BEGIN TEXT PROVIDED

MEMORANDUM OPINION
Plaintiffs challenge the constitutionality of an amended United States Postal Service (“USPS”) regulation that prohibits collecting signatures for petitions, polls or surveys on certain USPS sidewalks, arguing that the restriction is overbroad because the regulation applies to a substantial number of postal sidewalks that are public forums. The parties conducted a survey of postal facilities in an attempt to quantify the extent of expressive activity on USPS sidewalks and have filed renewed cross-motions for summary judgment. Because material facts are not in dispute, the regulation no longer applies to exterior USPS sidewalks that are indistinguishable from public sidewalks, and the plaintiffs have not shown that the interior sidewalks to which the regulation still applies are public forums or that the regulation is unreasonable or void for vagueness, the defendant’s motion will be granted and the plaintiffs’ motion will be denied.
*30 BACKGROUND
The background of this case is set out in
Initiative & Referendum Inst. v. U.S. Postal Serv.,
Soliciting alms and contributions, campaigning for election to any public office, collecting private debts, soliciting and vending for commercial purposes (including, but not limited to, the vending of newspapers and other publications), displaying or distributing commercial advertising, soliciting signatures on petitions, polls, or surveys (except as otherwise authorized by Postal Service regulations), and impeding ingress to or egress from post offices are prohibited.
39 C.F.R. § 232.1(h)(1) (2002) (emphasis added). The underlined language, added in 1998, gave rise to this suit in which the plaintiffs challenge the regulation’s application to exterior postal property.
See IRI I,
Following the court of appeals’ decision, USPS amended § 232.1(h)(1) and it now states:
Soliciting alms and contributions, campaigning for election to any public office, collecting private debts, soliciting and vending for commercial purposes (including, but not limited to, the vending of newspapers and other publications), displaying or distributing commercial advertising, collecting signatures on petitions, polls, or surveys (except as otherwise authorized by Postal Service regulations), are prohibited.
39 C.F.R. § 232.1(h)(1) (2010) (emphasis added). USPS also modified § 232.1 such *31 that it no longer applies to “sidewalks along the street frontage of postal property falling within the property lines of the Postal Service that are not physically distinguishable from adjacent municipal or other public sidewalks, and any paved areas adjacent to such sidewalks that are not physically distinguishable from such sidewalks.” 39 C.F.R. § 232.1(a)(ii) (2010).

END TEXT PROVIDED
BEGIN ENTRIES

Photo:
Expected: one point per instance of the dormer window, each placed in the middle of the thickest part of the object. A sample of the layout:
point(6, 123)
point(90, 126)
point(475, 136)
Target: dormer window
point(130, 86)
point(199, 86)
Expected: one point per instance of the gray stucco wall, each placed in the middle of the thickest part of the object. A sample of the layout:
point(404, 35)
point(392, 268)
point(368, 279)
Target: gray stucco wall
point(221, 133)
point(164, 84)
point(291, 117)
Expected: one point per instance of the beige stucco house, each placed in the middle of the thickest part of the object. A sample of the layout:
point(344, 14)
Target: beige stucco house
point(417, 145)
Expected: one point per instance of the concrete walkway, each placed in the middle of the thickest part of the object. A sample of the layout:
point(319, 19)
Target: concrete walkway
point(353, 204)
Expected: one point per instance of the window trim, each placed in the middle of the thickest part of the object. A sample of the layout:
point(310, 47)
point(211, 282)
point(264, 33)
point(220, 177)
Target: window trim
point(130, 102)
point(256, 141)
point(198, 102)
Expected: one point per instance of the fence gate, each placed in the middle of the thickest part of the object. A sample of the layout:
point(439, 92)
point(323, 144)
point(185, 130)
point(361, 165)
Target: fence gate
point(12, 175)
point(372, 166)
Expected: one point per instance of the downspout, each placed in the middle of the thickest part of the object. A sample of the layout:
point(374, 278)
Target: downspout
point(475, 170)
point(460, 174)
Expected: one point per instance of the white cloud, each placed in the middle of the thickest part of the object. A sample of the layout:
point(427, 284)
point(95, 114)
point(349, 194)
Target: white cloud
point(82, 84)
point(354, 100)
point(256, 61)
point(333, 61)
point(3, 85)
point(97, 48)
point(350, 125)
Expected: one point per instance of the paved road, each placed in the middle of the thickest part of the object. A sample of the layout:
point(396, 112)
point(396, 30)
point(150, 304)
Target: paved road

END ENTRIES

THINGS TO DO:
**a.** Translate this sentence from the memorandum opinion into Spanish: "The parties conducted a survey of postal facilities in an attempt to quantify the extent of expressive activity on USPS sidewalks and have filed renewed cross-motions for summary judgment."
**b.** According to the memorandum opinion, in what year was the language that gave rise to this suit added to the regulation?
**c.** Extract the stretch of the memorandum opinion from "39 C.F.R. § 232.1(h)(1) (2010)" through "C.F.R. § 232.1(a)(ii) (2010).", word for word.
Rely only on the text above for what follows, not on the records.

RESPONSES FOR EACH TASK:
**a.** Las partes realizaron una encuesta de las instalaciones postales en un intento por cuantificar el alcance de la actividad expresiva en las aceras del USPS y han presentado nuevas mociones cruzadas de juicio sumario.

**b.** 1998.

**c.**
39 C.F.R. § 232.1(h)(1) (2010) (emphasis added). USPS also modified § 232.1 such *31 that it no longer applies to “sidewalks along the street frontage of postal property falling within the property lines of the Postal Service that are not physically distinguishable from adjacent municipal or other public sidewalks, and any paved areas adjacent to such sidewalks that are not physically distinguishable from such sidewalks.” 39 C.F.R. § 232.1(a)(ii) (2010).